Data for processing Start Marker

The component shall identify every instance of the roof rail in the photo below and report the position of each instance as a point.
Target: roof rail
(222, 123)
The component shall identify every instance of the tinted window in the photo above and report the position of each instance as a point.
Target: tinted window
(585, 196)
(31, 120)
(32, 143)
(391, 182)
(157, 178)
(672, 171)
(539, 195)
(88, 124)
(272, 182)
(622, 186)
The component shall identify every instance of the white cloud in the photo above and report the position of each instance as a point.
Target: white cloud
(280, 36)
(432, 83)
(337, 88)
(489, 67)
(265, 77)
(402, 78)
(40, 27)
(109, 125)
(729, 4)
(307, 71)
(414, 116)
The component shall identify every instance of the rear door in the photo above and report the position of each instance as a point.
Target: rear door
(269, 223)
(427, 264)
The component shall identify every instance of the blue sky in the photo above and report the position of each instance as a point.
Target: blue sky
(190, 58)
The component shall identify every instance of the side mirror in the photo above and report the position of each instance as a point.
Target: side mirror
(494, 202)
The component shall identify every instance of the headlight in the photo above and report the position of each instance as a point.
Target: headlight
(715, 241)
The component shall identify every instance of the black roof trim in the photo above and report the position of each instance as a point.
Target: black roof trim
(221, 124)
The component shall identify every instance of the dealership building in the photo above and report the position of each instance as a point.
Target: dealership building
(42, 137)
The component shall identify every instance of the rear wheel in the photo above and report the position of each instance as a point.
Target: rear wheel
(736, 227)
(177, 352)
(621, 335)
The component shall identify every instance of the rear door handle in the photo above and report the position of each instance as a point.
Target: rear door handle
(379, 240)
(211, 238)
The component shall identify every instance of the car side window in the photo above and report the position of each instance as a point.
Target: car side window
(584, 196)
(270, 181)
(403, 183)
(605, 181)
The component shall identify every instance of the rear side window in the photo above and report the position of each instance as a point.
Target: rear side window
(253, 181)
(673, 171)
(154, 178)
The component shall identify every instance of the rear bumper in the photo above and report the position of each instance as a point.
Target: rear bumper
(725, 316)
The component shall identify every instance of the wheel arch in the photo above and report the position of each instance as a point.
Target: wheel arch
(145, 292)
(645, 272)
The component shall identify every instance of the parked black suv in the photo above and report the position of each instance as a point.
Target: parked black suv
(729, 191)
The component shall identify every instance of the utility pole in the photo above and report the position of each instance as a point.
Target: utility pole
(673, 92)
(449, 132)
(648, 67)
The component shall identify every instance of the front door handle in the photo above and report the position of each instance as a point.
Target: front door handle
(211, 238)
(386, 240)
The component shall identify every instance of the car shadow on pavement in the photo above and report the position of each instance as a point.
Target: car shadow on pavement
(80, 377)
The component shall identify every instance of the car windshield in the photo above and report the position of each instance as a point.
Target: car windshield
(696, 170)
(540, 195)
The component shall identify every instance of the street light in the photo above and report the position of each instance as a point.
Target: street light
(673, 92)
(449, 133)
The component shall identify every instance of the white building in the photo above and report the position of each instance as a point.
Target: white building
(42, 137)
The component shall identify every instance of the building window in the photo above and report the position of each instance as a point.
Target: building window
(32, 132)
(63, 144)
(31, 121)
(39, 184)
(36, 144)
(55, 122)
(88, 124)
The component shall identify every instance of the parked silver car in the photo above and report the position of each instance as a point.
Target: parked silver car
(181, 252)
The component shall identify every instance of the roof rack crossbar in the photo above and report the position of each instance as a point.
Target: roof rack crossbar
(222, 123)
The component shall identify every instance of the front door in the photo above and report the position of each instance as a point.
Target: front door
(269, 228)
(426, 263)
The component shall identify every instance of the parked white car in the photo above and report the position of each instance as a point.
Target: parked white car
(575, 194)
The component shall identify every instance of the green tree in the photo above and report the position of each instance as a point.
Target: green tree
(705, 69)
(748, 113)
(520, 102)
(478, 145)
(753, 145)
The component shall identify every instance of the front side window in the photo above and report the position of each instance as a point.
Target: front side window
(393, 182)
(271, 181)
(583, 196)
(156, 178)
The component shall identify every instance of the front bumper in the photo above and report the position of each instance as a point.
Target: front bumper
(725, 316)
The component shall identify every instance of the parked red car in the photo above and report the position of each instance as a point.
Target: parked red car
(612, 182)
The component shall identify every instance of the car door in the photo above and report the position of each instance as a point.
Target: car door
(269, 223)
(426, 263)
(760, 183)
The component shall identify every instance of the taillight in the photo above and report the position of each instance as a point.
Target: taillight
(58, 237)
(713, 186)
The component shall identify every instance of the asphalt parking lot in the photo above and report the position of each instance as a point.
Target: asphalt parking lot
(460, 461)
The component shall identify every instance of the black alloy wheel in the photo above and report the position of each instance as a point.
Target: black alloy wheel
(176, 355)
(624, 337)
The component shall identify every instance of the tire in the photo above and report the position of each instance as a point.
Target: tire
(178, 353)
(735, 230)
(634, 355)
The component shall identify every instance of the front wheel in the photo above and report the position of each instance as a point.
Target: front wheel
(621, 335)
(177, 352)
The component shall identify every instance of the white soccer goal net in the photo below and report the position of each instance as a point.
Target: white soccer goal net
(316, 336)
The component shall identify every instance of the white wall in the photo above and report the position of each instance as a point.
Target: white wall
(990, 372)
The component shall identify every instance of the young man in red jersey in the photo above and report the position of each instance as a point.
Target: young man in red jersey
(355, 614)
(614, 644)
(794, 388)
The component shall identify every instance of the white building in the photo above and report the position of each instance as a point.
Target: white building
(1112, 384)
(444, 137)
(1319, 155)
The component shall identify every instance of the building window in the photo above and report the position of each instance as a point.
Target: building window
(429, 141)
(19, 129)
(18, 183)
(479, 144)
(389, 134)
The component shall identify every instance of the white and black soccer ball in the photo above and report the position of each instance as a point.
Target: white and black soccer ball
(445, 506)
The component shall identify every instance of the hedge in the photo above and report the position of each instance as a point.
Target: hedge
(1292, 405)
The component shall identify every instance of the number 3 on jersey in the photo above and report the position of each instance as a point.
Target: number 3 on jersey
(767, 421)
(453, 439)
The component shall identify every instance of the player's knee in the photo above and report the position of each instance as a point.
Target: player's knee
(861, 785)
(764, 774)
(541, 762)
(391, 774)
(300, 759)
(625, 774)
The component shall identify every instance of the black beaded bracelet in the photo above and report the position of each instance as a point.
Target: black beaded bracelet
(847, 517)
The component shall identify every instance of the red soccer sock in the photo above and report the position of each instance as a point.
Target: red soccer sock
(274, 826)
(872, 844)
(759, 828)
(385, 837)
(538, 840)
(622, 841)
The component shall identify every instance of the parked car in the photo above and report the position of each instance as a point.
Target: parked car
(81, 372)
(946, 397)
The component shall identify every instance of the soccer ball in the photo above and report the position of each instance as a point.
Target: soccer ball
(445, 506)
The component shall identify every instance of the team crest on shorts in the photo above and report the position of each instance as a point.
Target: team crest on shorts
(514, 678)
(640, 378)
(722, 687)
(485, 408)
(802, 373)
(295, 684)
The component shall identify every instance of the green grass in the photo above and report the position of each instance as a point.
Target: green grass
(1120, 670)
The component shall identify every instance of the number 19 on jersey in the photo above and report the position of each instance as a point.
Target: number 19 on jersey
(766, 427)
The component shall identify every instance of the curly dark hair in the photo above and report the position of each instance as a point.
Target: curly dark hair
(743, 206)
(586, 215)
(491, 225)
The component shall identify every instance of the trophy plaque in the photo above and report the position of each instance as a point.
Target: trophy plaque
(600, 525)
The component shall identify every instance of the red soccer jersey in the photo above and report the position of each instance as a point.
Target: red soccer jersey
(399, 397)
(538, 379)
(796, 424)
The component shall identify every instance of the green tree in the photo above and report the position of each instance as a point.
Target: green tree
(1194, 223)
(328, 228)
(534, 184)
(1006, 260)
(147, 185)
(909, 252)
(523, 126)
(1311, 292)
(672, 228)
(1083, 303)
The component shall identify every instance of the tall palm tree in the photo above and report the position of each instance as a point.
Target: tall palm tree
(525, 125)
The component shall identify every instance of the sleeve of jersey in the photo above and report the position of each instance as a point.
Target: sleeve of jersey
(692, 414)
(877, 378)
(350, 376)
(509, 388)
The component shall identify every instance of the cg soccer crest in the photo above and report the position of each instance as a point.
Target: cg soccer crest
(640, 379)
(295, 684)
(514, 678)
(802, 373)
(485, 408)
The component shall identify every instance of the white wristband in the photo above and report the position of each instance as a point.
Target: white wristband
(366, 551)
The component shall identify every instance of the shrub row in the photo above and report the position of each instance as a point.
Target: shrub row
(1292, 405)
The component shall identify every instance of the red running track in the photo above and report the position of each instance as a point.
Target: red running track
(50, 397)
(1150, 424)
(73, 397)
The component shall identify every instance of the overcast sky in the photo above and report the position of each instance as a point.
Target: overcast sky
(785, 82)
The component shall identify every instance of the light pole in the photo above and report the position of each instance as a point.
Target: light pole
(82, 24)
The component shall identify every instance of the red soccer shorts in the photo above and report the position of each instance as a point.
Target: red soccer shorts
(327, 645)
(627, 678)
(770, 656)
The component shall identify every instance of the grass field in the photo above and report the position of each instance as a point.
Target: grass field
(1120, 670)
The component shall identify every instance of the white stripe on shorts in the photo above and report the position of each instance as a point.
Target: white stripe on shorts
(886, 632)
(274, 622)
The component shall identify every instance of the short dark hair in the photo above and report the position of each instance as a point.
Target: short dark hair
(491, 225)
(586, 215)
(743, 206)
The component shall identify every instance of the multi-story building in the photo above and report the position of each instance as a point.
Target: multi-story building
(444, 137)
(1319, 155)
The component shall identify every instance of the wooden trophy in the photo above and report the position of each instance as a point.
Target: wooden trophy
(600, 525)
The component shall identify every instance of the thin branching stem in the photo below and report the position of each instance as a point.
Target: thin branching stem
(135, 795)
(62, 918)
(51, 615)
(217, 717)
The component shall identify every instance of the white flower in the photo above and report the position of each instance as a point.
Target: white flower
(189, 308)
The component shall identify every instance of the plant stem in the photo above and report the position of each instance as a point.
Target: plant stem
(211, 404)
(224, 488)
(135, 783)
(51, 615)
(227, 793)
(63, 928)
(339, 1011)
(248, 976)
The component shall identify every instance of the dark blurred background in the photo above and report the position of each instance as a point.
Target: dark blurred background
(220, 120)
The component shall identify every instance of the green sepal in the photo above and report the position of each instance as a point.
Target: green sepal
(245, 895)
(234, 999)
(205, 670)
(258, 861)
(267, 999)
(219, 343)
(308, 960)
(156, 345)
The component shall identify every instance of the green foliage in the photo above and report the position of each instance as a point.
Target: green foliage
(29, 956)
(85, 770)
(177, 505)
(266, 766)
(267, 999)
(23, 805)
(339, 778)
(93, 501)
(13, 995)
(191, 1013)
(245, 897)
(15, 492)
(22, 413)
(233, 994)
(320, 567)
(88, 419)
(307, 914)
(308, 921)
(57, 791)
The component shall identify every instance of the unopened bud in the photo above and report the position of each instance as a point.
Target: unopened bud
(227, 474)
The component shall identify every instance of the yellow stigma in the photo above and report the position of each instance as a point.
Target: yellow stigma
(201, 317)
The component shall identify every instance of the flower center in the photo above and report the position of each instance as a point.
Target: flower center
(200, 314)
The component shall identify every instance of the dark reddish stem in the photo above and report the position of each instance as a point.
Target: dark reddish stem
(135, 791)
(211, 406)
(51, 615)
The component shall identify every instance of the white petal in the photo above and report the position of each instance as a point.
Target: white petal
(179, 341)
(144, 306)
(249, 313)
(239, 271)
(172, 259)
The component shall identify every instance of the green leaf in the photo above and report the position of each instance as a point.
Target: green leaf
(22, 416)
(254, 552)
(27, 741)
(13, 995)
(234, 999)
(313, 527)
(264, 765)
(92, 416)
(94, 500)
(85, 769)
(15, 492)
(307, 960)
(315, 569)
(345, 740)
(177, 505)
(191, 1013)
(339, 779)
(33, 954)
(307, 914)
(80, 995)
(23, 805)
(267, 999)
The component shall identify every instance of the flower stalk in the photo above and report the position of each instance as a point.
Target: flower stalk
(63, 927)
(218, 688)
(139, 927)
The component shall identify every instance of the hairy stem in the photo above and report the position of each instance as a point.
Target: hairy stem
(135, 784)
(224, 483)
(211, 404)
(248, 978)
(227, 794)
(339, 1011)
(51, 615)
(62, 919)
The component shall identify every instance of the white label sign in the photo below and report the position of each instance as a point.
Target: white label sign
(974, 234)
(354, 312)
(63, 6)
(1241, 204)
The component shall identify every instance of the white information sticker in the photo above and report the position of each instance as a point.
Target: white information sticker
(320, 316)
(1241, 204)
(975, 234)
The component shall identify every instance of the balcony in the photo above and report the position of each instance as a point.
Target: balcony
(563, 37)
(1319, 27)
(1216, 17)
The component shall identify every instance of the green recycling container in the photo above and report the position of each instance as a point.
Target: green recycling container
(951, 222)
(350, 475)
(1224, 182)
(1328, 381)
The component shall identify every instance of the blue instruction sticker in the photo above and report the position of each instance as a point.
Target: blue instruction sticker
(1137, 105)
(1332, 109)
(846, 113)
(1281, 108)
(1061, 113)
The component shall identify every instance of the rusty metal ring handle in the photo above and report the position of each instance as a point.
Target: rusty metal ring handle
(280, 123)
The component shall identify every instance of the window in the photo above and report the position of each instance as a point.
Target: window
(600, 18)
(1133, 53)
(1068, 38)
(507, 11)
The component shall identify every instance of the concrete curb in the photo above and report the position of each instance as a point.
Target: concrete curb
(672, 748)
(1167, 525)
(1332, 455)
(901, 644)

Data for processing End Marker

> **Problem to solve**:
Begin at the line above that has "Target: white wristband" and stop after the line that has "The component shall identify every instance of the short", copying each line exactly and adding nothing else.

> **Final answer**:
Target: white wristband
(366, 551)
The component shall identify every instance of the shrub row in the photo above and report the position of each instance as a point.
Target: shrub row
(1292, 405)
The component shall identify every instance of the red running track in the photo above and report the position of each instance as a point.
Target: red running track
(50, 397)
(1150, 424)
(73, 397)
The component shall identify every instance of the overcast sky in the photo above and report the position of each instance as a point.
Target: overcast sky
(785, 82)
The component shall identify every instance of the light pole in the photo above and report the position of each instance as a point.
Target: light pole
(82, 24)
The component shall identify every instance of the red soccer shorts in the photo above and report the position of each instance as a point.
Target: red soccer shorts
(327, 645)
(627, 678)
(770, 656)
The component shall identify every instance of the grass field in the photo above and report the position of each instance as a point.
Target: grass field
(1120, 670)
The component shall identify every instance of the white stripe on shorts in the photo above and report the position of each instance as a point.
Target: white stripe on shorts
(886, 632)
(274, 622)
The component shall identify every instance of the short dark hair in the photo above and report the position of each instance as a point.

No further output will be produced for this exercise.